--- STATED EXERCISE A ---
Answer these questions about the passage on participating scholars:
(i) At which university is Nemata Blyden an associate professor?
(ii) Where does Kenneth Harrow hold his distinguished professorship?
(iii) What organization is Falola now president of?
--- STATED EXERCISE B ---
Print the passage on participating scholars from "Falola is the" to "Congress Scholars Council.".
--- STATED EXERCISE C ---
How might the passage on participating scholars go on after its final sentence? Write the text that follows.

Participating scholars include:

•           Toyin Falola, the Jacob and Frances Sanger Mossiker Chair in the Humanities and a University Distinguished Teaching Professor at the University of Texas, Austin

•           Abdul Karim Bangura, researcher-in-residence of Abrahamic Connections and Islamic Peace Studies at the Center for Global Peace in the School of International Service at American University and the director of The African Institution, both in Washington, D.C.

•           Nemata Blyden, associate professor of history and international affairs and interim director of the Women’s, Gender and Sexuality Studies Program at George Washington University

•           Kenneth Harrow, distinguished professor of English, African literature and cinema at Michigan State University

•           Dr. Moses Ochonu, professor of history at Vanderbilt University

Falola is the author of numerous books, including “The African Diaspora: Slavery, Migration and Globalization,” “Violence in Nigeria: The Crisis of Religious Politics and Secular Ideologies,” “The Power of African Cultures,” and “Nationalism and African Intellectuals.”  As a series editor, he manages leading monograph series for the following publishers: Routledge, Palgrave Macmillan, Cambria Press, Carolina Academic Press, the University of Rochester Press, and the Cambridge University Press.  He also serves on the board of more than 20 journals on African Studies.  He was the vice-president of the International Scientific Committee, UNESCO Slave Route Project.  Falola is now the president of the Pan-African University Press Consortium. He currently serves on the Library of Congress Scholars Council.

--- SUPPLIED DATA ---
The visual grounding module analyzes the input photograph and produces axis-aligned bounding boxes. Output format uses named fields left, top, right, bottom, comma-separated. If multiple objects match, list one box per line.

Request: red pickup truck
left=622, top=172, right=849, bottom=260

--- TASK OUTPUT A ---
(i) George Washington University
(ii) Michigan State University
(iii) The Pan-African University Press Consortium

--- TASK OUTPUT B ---
Falola is the author of numerous books, including “The African Diaspora: Slavery, Migration and Globalization,” “Violence in Nigeria: The Crisis of Religious Politics and Secular Ideologies,” “The Power of African Cultures,” and “Nationalism and African Intellectuals.”  As a series editor, he manages leading monograph series for the following publishers: Routledge, Palgrave Macmillan, Cambria Press, Carolina Academic Press, the University of Rochester Press, and the Cambridge University Press.  He also serves on the board of more than 20 journals on African Studies.  He was the vice-president of the International Scientific Committee, UNESCO Slave Route Project.  Falola is now the president of the Pan-African University Press Consortium. He currently serves on the Library of Congress Scholars Council.

--- TASK OUTPUT C ---
While at the Library of Congress, Falola has spent the past four months researching a project titled “African Immigrant Communities in the United States.”  Falola seeks to document and to structure into a discernible narrative framework the stories and experiences of African intellectual and professional migrants to North America and Europe in what’s being called “the moment of brain drain.” He also wants to produce both a collection of stories of migration, its challenges, and its triumphs, and an archive of immigrant experiences for scholars and policymakers.

The Kluge Chair in Countries and Cultures of the South is a distinguished senior research position in residence at the Library, appointed by the Librarian of Congress. Using research facilities and services at the Library, the scholar is expected to explore the history of the regions of Africa, Latin America, the Middle East, South and Southeast Asia, and the islands of the Pacific including Australia and New Zealand, using the immense foreign-language collections of the Library of Congress.

Through a generous endowment from John W. Kluge, the Library of Congress established the Kluge Center in 2000 to bring together the world's best thinkers to stimulate and energize one another, to distill wisdom from the Library's rich resources, and to interact with policymakers in Washington. For more information, visit loc.gov/kluge/.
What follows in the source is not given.